[Start of section]
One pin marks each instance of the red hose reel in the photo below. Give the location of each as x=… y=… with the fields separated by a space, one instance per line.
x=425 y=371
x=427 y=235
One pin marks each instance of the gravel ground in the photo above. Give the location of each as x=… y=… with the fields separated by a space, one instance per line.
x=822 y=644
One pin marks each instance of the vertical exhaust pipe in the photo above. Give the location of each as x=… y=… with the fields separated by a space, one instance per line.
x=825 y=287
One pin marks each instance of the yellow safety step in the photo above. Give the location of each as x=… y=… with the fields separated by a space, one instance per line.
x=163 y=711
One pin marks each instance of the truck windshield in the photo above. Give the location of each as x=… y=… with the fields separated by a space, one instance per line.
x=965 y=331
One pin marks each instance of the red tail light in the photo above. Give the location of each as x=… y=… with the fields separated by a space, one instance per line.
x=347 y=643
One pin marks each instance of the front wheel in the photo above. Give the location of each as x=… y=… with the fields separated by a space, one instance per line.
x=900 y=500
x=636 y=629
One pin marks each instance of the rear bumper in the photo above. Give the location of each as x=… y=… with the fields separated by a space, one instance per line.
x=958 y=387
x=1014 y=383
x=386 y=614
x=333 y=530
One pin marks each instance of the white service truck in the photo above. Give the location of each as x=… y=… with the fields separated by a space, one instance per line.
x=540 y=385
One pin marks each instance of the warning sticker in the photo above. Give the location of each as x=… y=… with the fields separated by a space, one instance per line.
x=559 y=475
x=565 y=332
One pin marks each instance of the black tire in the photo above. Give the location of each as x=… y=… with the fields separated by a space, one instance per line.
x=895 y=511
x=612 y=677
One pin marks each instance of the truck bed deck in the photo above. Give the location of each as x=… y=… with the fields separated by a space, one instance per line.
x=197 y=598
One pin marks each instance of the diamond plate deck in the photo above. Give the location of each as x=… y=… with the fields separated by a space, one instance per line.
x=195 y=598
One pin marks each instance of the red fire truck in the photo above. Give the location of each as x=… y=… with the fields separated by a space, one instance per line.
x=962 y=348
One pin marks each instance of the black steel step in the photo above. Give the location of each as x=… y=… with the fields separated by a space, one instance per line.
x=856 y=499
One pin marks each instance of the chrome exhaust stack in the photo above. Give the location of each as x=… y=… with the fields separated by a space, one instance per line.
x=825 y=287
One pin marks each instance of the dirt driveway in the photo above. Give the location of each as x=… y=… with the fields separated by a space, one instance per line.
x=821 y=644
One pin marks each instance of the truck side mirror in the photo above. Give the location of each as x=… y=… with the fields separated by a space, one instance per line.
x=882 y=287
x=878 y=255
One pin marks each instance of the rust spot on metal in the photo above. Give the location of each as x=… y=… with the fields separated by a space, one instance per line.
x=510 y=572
[End of section]
[PROBLEM TO SOLVE] The answer must be an exact copy of the lines from the one containing "One pin marks each instance of the rust" through the last line of the records, both included.

[OUTPUT FOR THIS TASK]
One pin marks each instance of the rust spot on metal in the photo above. Give the location of each as x=… y=… with the fields separated by a space, one instance per line.
x=510 y=572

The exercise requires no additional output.